▶ **Exercise objective**
Retype every entry word for word.

** Opening Dataset content block **

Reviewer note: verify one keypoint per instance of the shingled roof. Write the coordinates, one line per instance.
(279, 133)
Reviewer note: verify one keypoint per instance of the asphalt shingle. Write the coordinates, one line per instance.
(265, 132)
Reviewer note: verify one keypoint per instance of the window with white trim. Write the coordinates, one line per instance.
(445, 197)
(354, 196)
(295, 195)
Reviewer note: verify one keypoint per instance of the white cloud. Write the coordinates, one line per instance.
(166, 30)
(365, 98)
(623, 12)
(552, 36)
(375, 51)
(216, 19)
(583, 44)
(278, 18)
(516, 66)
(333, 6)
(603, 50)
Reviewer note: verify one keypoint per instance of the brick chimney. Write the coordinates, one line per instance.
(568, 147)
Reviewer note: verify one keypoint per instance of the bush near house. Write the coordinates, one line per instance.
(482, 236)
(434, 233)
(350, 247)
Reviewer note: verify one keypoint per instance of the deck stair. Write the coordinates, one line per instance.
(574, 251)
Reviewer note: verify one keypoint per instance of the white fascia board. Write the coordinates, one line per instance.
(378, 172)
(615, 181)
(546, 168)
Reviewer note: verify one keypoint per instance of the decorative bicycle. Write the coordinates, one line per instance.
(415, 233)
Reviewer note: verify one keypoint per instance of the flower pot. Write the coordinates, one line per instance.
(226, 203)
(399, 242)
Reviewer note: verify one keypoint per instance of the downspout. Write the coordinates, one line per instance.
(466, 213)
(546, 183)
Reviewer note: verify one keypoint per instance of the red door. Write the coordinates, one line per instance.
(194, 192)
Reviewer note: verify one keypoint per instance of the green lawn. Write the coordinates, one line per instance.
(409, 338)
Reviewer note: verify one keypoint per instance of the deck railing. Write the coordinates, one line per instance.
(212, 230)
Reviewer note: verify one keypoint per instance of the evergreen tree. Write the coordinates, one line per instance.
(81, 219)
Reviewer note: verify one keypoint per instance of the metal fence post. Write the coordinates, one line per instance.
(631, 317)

** Closing Dataset content block **

▶ **Exercise output**
Reviewer note: verify one keypoint per instance of the shingled roof. Write the coordinates, one line per instance.
(279, 133)
Reviewer note: verify one keypoint per instance of the asphalt shingle. Write the coordinates, one line per instance.
(265, 132)
Reviewer note: verify one keypoint per instance of the window with white trim. Write the coordinates, one line per instance.
(445, 197)
(354, 196)
(295, 195)
Reviewer note: verify one keypoint per instance of the white cloud. Write the coordinates, one line per instance.
(166, 30)
(365, 98)
(623, 12)
(552, 36)
(375, 51)
(216, 19)
(583, 44)
(278, 18)
(516, 66)
(333, 6)
(603, 50)
Reviewer note: verify one keypoint per instance of the brick chimney. Write the coordinates, one line per instance.
(568, 147)
Reviewer note: verify one keypoint per instance of the bush near house. Write the coordinates, one line per instance.
(482, 236)
(434, 233)
(350, 247)
Reviewer note: verify one keypoint per instance of the deck stair. Write the coordinates, one line per instance.
(574, 251)
Reviewer note: verify one keypoint per instance of the white fascia board. Write the coordinates, one line per instance.
(378, 172)
(615, 181)
(546, 168)
Reviewer note: verify one keypoint per instance of the decorative bicycle. Write the coordinates, one line per instance.
(415, 233)
Reviewer note: verify one keypoint per instance of the flower pot. Write the coordinates, one line per instance.
(226, 203)
(399, 242)
Reviewer note: verify one keypoint per instance of the downspout. Write the coordinates, one line per instance.
(466, 213)
(546, 183)
Reviewer note: verify one keypoint per instance of the red door. Write the coordinates, one line per instance.
(194, 192)
Reviewer note: verify one keypoint per instance of the green lawn. Write the coordinates, one line per instance.
(409, 338)
Reviewer note: verify one keypoint per instance of the deck railing. Write the coordinates, one line per instance.
(212, 230)
Reviewer note: verify one keypoint per instance of the evergreen tree. Write the coordinates, one line per instance.
(81, 219)
Reviewer note: verify one keypoint per instance of the metal fence post. Write the coordinates, one line per instance.
(631, 317)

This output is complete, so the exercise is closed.